WORK INSTRUCTIONS:
Please give the data again in full, exactly as provided.

---------------

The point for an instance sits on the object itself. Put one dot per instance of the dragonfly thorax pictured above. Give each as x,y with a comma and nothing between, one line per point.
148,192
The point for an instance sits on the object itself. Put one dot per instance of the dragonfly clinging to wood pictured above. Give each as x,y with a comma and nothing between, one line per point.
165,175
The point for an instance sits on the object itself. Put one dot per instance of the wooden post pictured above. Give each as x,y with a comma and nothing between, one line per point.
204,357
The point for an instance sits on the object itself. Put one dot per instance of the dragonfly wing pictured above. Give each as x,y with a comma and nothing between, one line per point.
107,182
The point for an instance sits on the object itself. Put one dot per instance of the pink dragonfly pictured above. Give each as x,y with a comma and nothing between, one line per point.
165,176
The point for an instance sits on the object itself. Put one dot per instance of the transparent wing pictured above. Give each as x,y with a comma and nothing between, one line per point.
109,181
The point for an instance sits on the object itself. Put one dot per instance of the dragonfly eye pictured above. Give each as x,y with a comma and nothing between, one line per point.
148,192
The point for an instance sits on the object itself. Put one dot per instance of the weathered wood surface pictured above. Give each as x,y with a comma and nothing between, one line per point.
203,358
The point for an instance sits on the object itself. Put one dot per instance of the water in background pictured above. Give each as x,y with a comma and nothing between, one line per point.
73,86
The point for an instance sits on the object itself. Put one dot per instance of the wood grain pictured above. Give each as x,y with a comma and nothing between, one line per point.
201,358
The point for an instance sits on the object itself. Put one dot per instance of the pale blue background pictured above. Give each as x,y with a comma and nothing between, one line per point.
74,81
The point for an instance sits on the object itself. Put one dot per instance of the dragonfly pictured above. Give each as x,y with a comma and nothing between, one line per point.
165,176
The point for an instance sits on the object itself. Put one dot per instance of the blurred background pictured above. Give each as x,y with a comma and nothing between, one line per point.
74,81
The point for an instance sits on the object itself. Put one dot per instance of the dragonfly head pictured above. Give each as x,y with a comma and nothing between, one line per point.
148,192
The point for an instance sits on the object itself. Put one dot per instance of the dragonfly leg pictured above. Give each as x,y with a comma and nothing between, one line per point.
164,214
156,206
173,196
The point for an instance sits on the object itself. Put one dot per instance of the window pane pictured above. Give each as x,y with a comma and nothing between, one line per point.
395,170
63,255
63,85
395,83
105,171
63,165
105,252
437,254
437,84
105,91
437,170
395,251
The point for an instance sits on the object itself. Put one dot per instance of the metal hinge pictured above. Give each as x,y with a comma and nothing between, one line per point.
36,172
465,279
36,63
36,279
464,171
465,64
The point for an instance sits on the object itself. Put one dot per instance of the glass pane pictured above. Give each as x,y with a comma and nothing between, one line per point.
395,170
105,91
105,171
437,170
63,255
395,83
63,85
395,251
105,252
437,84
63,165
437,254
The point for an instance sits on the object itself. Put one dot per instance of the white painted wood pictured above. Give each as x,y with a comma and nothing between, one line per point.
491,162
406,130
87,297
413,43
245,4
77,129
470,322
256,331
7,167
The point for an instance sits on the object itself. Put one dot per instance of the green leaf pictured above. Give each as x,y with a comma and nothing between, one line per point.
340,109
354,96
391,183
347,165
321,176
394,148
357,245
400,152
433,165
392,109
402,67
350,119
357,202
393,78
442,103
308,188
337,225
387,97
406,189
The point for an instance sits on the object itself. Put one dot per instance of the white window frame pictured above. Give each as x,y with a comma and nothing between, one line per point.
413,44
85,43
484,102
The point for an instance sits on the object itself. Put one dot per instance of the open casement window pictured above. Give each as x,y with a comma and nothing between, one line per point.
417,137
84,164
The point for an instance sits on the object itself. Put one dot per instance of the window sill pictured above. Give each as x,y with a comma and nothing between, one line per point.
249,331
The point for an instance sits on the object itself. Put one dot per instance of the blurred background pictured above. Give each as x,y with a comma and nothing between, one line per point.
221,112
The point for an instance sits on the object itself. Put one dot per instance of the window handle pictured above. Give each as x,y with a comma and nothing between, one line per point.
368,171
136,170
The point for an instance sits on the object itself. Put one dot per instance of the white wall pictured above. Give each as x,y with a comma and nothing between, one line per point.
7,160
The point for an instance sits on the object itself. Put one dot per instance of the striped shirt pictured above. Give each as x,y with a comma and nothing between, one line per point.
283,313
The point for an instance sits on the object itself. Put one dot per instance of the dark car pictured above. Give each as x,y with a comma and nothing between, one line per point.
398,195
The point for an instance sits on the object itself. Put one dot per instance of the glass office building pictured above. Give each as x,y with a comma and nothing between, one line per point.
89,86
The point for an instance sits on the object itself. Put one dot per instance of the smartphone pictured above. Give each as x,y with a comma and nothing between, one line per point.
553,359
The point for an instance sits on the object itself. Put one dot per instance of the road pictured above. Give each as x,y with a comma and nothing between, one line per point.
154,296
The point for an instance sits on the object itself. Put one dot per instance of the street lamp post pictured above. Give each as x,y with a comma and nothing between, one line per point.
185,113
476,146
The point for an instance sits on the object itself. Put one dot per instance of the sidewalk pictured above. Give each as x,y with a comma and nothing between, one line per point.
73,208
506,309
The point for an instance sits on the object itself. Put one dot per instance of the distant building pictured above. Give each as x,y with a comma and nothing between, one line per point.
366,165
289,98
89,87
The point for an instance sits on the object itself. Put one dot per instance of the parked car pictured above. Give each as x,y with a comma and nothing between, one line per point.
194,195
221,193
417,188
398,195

---------------

SOLUTION TO THIS EXERCISE:
The point for an instance sits on the object itself. Put one dot per instance of the dragonfly thorax pictured above. Give each as x,y with a comma and nothing between, one line per point.
148,192
The point for an instance sits on the object itself. Put one dot per instance of the dragonfly clinging to wood pictured above. Give each as x,y with a comma and nothing between, one line per point.
165,175
The point for an instance sits on the object itself. Put one dot per instance of the wooden post pictured above. Give each as x,y with a comma and nothing between, one line per point.
204,357
The point for an instance sits on the object itself. Put one dot per instance of the dragonfly wing pictured above. Give each as x,y with a comma and nothing between, one line per point.
107,182
The point for an instance sits on the object itself. Put one dot per instance of the pink dragonfly pictured above. Give each as x,y with a comma and nothing between, one line per point.
165,176
The point for an instance sits on the object itself. Put one dot per instance of the transparent wing pictured above. Give each as x,y with a comma and nothing between, one line per point.
109,181
The point for an instance sits on the object itself. Put one dot per instance of the dragonfly eye pictured above. Give each as x,y with a comma and nothing between, one line per point.
148,192
The point for an instance sits on the object itself. Put one dot per instance of the weathered wood surface pictured above. Give each as x,y with a comma and nothing between, one line per point.
203,358
The point for an instance sits on the object itself. Put one dot per instance of the water in background pictured above. Give each as x,y with a comma and nothing between, one line per point.
73,86
The point for an instance sits on the object itself. Put one dot per instance of the wood grain pictured above. Give each as x,y with a comma and nothing between, one line per point.
201,358
The point for an instance sits on the object itself. Put one dot per instance of the pale blue background pictured above. Give each as x,y with a comma and nothing between, one line per point.
74,81
The point for an instance sits on the object itself. Put one dot per instance of the dragonfly pictured above. Give each as x,y with a comma and nothing between, one line per point.
165,176
The point for an instance sits on the object itself. Put one dot per instance of the blurred background pictured above. Give each as x,y with a comma and nothing between, one line per point.
74,81
The point for an instance sits on the object itself. Put one dot per instance of the dragonfly head pictured above. Give each as x,y with a comma and nothing between, one line per point.
148,192
The point for an instance sits on the object itself. Put one dot per instance of the dragonfly leg pictured above. Give each as x,y with a comma and nothing between, one line per point.
164,214
156,206
173,196
The point for an instance sits on the object itself. Put one dot per instance of the window pane pictured above. Give each as x,y with a comma and nothing between, one line per point.
395,170
63,255
63,85
395,83
105,171
63,165
105,252
437,254
437,84
105,91
437,170
395,251
The point for an instance sits on the object itself. Put one dot per instance of the metal hinge pictured above. Give each as x,y with a comma and nothing between, one line per point.
36,172
465,279
36,63
36,279
464,171
465,64
The point for an instance sits on the object itself. Put one dot per instance of the glass pane pictured above. Give each as x,y with a comma and nothing between, one line per point.
395,170
105,91
105,171
437,170
63,255
395,83
63,85
395,251
105,252
437,84
63,165
437,254
The point for an instance sits on the object itself. Put one dot per instance of the white painted wood pictured above. Give each as x,y with a comma and nothing between, one line per point.
491,162
406,130
87,297
413,43
245,4
77,129
470,322
256,331
7,167
The point for an instance sits on the object itself. Put one dot per instance of the green leaf pictured above. Give each as x,y with a comma and nothing between, one line per point.
340,109
354,96
391,183
347,165
321,176
394,148
357,245
400,152
433,165
392,109
402,67
350,119
357,202
393,78
442,103
308,188
337,225
387,97
406,189
The point for an instance sits on the object itself. Put one dot per instance of the white window frame pictured above. Give each as x,y with a comma and nothing between, one line per point.
413,44
85,43
484,102
The point for an instance sits on the object itself. Put one dot per instance of the open casement window pictured above. Give each as x,y with a comma and nothing between, one line per point.
417,137
84,164
The point for an instance sits on the object itself. Put one dot per instance of the window sill pictured above. Give each as x,y with a comma and nothing between, one line per point.
249,331
The point for an instance sits on the object itself. Put one dot per instance of the blurred background pictured above. Give each as x,y with a comma and nothing between, one line per point.
221,112
The point for an instance sits on the object itself. Put one dot per instance of the window handle pictured above. Give each as x,y with a comma and nothing between, one line per point.
368,171
136,170
The point for an instance sits on the object itself. Put one dot per instance of the white wall pictured above. Give each as x,y with a comma and nothing between, one line per point.
7,160
The point for an instance sits on the object itself. Put one dot per instance of the striped shirt pictured above. Give each as x,y with a comma and nothing between, one line per point.
283,313
The point for an instance sits on the object itself. Put one dot per instance of the dark car pictured above. Give each as x,y with a comma and nothing between, one line per point.
398,195
The point for an instance sits on the object itself. Put one dot per instance of the glass office building pictured above. Give each as x,y with a comma and nothing between, one line per point.
89,86
The point for an instance sits on the object itself. Put one dot per instance of the smartphone pictured above. Give each as x,y with a comma and nothing between, one line per point.
553,359
The point for an instance sits on the object itself. Put one dot per instance of the road pictured above. Give each as x,y with a comma and nothing between, one line per point.
154,296
The point for an instance sits on the object itself. Put one dot per instance of the street lamp post pictured above. Give each as x,y with a comma and nothing between, one line per point.
185,113
476,146
The point for an instance sits on the object itself. Put one dot per instance of the sidewalk pictured above. Give each as x,y with a comma and nothing between, one line per point.
73,208
506,309
The point for an instance sits on the object itself. Put one dot per instance of the distant building pictured above. Give each as x,y with a comma and nothing between, one line per point.
366,165
289,98
89,87
The point for an instance sits on the object itself. Put one dot per instance of the parked car pictured above. Give each as x,y with a comma and nothing between, one line per point.
194,195
221,193
417,188
398,195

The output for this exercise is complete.